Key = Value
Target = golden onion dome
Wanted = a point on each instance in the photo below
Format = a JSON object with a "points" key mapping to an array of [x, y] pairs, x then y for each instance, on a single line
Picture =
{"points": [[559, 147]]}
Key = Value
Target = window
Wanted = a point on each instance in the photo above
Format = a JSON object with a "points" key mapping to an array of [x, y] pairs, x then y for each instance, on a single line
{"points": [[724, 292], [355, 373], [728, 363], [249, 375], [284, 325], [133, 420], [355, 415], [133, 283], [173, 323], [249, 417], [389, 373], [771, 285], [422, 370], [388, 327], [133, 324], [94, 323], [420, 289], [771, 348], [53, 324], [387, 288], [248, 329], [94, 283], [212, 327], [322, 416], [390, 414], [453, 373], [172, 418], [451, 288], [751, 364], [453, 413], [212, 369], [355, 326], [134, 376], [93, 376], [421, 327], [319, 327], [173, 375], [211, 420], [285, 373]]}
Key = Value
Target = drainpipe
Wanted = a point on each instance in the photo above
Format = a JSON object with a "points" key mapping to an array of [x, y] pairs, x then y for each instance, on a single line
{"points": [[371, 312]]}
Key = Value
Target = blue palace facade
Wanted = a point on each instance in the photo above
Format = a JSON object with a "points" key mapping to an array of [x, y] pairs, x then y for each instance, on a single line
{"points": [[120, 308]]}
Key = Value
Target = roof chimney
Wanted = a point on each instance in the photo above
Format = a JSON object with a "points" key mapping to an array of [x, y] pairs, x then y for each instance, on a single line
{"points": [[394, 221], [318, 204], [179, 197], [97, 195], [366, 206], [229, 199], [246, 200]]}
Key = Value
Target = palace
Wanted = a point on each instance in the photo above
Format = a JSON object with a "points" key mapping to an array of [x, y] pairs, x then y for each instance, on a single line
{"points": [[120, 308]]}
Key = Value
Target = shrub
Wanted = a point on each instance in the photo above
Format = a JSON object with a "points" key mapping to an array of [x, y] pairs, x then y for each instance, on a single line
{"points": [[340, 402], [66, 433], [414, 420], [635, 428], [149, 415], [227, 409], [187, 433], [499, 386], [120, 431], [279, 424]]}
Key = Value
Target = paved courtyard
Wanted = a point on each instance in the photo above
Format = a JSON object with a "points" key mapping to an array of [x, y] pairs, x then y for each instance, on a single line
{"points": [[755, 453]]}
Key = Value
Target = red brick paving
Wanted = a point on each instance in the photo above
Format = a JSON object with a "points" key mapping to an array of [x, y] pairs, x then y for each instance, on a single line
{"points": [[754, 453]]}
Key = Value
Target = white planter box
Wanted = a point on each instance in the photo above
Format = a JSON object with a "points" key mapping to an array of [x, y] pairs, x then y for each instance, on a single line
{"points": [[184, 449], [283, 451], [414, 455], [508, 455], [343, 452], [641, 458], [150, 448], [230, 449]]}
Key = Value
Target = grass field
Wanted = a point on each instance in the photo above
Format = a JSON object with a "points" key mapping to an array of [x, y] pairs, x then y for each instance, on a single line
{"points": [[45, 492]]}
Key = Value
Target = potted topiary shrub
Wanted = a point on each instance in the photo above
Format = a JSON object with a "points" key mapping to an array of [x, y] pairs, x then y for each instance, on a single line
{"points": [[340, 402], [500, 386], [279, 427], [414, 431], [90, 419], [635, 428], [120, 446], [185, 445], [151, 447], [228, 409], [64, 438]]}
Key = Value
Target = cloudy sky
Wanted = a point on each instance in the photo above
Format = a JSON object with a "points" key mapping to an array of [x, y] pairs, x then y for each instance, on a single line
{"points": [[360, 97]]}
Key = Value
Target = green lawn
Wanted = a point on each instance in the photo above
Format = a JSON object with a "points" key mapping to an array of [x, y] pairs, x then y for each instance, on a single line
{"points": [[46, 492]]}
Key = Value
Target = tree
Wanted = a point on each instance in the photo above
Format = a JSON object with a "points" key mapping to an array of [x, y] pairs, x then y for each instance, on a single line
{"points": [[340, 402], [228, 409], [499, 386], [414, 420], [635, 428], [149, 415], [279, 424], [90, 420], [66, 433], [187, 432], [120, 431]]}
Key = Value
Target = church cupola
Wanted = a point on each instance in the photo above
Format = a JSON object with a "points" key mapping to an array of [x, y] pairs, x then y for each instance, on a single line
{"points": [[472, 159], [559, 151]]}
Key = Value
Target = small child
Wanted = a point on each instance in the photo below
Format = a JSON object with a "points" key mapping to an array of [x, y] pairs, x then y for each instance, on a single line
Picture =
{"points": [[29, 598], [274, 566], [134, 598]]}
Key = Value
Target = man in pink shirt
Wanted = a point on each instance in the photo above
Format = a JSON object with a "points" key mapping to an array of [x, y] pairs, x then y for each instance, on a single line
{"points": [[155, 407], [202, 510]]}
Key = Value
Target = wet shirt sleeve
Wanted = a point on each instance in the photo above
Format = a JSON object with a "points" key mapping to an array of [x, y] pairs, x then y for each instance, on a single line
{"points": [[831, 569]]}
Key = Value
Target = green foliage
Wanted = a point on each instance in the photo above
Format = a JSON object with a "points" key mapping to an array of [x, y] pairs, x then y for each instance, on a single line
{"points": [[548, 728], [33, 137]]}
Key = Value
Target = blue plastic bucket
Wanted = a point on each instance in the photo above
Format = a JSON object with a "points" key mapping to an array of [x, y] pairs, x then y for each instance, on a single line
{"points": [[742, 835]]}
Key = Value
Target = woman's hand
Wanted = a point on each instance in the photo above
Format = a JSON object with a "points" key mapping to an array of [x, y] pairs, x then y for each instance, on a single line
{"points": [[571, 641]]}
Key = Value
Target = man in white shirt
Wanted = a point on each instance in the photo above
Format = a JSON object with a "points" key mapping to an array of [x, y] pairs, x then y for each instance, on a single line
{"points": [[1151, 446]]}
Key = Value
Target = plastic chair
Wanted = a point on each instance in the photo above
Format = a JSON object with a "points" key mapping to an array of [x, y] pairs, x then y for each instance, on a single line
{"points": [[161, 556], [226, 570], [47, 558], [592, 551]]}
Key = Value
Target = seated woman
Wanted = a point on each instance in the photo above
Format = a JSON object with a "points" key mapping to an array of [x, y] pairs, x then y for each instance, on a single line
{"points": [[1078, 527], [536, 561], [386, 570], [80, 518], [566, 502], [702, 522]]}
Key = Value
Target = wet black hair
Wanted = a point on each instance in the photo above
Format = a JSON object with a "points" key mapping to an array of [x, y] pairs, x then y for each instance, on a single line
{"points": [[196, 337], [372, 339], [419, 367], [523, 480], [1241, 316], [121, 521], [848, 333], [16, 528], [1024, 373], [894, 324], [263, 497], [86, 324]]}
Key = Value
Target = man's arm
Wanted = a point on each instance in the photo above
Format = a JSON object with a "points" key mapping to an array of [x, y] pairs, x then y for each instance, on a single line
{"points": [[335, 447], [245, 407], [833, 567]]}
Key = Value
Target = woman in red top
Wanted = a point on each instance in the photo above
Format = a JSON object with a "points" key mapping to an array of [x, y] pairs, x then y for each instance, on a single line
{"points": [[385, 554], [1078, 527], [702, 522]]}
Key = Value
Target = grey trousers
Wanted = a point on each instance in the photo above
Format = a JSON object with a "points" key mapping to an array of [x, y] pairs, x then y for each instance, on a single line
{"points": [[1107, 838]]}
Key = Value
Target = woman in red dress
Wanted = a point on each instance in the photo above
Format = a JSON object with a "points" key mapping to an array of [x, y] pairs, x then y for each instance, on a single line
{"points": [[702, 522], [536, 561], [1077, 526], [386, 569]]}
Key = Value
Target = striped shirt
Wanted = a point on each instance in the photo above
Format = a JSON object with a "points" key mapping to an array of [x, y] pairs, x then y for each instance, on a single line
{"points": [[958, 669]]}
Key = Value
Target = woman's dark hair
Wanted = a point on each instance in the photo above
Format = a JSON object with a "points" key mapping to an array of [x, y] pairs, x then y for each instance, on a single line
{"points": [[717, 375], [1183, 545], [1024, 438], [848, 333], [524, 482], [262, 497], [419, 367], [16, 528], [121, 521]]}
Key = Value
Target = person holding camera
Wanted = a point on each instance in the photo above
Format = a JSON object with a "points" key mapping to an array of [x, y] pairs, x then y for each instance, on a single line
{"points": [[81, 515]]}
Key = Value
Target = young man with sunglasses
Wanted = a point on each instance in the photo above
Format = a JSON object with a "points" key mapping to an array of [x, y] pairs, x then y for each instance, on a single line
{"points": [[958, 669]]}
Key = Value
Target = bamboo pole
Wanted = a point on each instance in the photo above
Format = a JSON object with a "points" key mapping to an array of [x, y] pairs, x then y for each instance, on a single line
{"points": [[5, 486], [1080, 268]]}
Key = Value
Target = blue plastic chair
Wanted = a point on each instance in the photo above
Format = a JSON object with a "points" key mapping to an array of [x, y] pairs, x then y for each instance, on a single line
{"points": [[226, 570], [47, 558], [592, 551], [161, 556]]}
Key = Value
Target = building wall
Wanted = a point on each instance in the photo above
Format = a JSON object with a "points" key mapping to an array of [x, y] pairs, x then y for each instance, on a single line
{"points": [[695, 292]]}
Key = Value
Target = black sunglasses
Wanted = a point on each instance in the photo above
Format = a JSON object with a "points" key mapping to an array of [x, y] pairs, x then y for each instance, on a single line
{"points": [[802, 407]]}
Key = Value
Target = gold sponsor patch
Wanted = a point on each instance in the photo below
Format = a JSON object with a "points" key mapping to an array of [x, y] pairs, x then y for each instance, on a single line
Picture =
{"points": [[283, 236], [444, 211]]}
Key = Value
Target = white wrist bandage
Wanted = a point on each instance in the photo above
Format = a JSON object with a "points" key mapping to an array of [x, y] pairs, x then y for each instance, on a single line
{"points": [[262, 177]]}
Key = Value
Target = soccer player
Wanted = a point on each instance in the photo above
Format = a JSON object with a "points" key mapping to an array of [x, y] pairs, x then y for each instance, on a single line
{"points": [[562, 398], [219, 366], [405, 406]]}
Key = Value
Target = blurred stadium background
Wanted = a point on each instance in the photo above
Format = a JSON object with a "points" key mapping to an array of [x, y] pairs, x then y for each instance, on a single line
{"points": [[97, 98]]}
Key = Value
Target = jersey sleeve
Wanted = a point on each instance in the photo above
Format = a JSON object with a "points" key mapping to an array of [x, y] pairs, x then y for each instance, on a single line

# # # #

The answer must consist of every line from the records above that holds "palace".

- **TASK RESPONSE**:
Target = blue palace facade
Target = palace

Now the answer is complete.